** Start of MATERIAL PROVIDED **

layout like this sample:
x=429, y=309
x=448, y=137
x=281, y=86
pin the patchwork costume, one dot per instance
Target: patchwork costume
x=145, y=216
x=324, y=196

** End of MATERIAL PROVIDED **

§ **WORK REQUIRED**
Present every line of the records above as a Markdown table with two columns, Row and Text. Number each line in Row, put the line itself in Text, and leave out any blank lines.

§ **EXERCISE ANSWER**
| Row | Text |
|---|---|
| 1 | layout like this sample: |
| 2 | x=429, y=309 |
| 3 | x=448, y=137 |
| 4 | x=281, y=86 |
| 5 | pin the patchwork costume, one dot per instance |
| 6 | Target: patchwork costume |
| 7 | x=145, y=216 |
| 8 | x=324, y=196 |